• [WORK ITEM] Using the Timi Sobowale profile, explain what made his 2022 signing with Waterford a first in his career.

======== EXCERPT PROVIDED ========

Personal information
- Full name: Oluwatimilehin Sobowale
- Date of birth: 22 January 2002 (age 24)
- Place of birth: Dundalk, Ireland
- Height: 1.85 m (6 ft 1 in)
- Position: Defender

Team information
- Current team: Curzon Ashton

Youth career
- 0000–2018: Villa FC
- 2018–2021: Manchester City

Senior career*
- Years: Team / Apps / (Gls)
- 2021: Real Monarchs / 10 / (0)
- 2022: Wigan Athletic / 0 / (0)
- 2022: Waterford / 4 / (0)
- 2023: Florø SK / 26 / (1)
- 2024: Nantwich Town / 7 / (0)
- 2024–: Curzon Ashton / 0 / (0)

International career^{‡}
- 2018–2019: Republic of Ireland U17 / 9 / (1)
- 2019: Republic of Ireland U18 / 2 / (0)
- 2019: Republic of Ireland U19 / 2 / (0)
- 2022: Republic of Ireland U20 / 1 / (0)

= Timi Sobowale =

Irish footballer

Oluwatimilehin Sobowale (born 22 January 2002) is an Irish professional footballer who plays as a defender, for club Curzon Ashton.

==Early life==
Sobowale was born in Dundalk to Nigerian parents.

==Club career==
===Manchester City===
In August 2018, Sobowale joined Manchester City from Waterford based side Villa FC.

===Real Monarchs===
On 10 May 2021, Sobowale signed with USL Championship side Real Monarchs. He made his professional debut on 9 June 2021, starting in a 2–0 win over Sacramento Republic.

===Wigan Athletic===
On 2 February 2022 Sobowale signed a short-term contract with Wigan Athletic, joining the under-23 side until the end of the 2021-22 season following a successful trial. He was released at the end of the season.

===Waterford===
On 1 September 2022, it was announced that Sobowale had signed for League of Ireland First Division side Waterford until the end of the season in November, where he would play alongside his brother Tunmise Sobowale for the first time.

===Florø SK===
In January 2023, Sobowale signed for Norwegian Third Division club Florø SK.

===Return to England===
In March 2024, Sobowale joined Northern Premier League West Division club Nantwich Town. In June 2024, he made the step up to National League North side Curzon Ashton.

==International career==
Sobowale made seven starts in nine matches for Ireland U-17s, along with two appearances each for the U-18s and U-19s in 2019.

==Personal life==
Timi's older brother Tunmise Sobowale is also a professional footballer. The pair played together on the same team for the first time at senior level when Timi signed for Waterford in 2022.

======== DATASET ENTRIES ========

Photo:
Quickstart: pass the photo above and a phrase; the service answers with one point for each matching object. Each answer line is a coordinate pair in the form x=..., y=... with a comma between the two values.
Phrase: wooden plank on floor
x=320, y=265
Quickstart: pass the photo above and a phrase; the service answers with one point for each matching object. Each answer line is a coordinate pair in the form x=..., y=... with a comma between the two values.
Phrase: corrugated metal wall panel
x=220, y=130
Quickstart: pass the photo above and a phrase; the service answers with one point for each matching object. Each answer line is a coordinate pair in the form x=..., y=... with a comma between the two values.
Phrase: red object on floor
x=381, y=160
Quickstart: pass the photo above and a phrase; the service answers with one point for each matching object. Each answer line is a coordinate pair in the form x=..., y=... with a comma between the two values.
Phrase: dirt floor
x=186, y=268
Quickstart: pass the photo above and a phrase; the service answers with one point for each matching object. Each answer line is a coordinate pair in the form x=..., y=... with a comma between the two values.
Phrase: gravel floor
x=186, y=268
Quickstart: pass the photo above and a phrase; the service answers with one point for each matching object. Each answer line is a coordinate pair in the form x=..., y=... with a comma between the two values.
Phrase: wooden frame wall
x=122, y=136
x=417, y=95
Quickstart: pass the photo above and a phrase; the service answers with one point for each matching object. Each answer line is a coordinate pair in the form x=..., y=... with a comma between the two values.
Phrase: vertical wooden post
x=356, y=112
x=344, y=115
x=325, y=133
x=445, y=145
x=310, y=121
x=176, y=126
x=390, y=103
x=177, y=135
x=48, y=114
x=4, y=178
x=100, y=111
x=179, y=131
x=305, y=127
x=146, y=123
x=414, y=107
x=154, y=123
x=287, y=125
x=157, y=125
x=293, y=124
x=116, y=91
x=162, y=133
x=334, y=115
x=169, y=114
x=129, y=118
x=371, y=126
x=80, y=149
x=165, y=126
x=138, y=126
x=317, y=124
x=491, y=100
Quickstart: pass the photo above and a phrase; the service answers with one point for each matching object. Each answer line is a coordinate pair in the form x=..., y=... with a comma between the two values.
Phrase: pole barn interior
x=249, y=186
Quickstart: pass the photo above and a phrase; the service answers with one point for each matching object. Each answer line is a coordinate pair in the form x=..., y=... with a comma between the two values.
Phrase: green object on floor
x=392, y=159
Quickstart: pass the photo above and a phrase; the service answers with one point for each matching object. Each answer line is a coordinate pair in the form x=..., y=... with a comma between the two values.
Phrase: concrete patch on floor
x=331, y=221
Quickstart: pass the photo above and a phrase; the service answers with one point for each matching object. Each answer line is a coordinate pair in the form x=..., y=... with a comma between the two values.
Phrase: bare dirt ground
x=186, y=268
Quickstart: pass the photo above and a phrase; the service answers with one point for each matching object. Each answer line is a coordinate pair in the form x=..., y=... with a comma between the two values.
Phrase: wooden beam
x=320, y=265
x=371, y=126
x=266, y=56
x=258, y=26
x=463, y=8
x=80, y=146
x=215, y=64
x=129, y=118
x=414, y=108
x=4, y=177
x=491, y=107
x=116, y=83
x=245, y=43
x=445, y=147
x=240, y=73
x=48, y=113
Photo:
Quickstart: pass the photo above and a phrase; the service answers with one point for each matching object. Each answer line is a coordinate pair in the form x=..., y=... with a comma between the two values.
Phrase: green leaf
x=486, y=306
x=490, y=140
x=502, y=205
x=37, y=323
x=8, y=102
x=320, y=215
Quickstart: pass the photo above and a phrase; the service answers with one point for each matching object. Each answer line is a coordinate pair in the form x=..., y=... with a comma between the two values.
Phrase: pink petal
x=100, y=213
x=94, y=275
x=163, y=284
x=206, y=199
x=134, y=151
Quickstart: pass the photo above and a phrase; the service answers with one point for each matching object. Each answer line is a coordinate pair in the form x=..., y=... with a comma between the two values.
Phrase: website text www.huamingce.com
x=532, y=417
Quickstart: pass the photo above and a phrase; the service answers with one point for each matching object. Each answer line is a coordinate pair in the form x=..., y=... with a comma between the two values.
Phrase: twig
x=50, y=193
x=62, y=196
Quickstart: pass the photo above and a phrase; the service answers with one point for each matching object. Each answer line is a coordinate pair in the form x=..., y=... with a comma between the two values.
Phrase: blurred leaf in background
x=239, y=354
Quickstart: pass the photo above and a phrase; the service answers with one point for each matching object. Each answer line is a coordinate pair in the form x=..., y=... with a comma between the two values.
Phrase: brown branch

========

• [RESULT OF THIS TASK] At Waterford he played alongside his older brother, Tunmise Sobowale, who is also a professional footballer. It was the first time the two had played on the same team at senior level.